Record list
☆ ☆ ☆ ☆ ☆ ☆ ☆

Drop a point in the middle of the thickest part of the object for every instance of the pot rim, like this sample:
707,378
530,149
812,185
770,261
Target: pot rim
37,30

☆ ☆ ☆ ☆ ☆ ☆ ☆

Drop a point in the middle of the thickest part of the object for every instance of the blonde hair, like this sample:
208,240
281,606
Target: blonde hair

☆ ☆ ☆ ☆ ☆ ☆ ☆

Brief
Retype the lines beginning at the one that contains "of the blonde" and stopping after the one that contains "Target: blonde hair", keeping every character as it appears.

Response
Drop a point in the middle of the thickest part of the object for every instance of the blonde hair, like this sample:
208,240
281,606
Target: blonde hair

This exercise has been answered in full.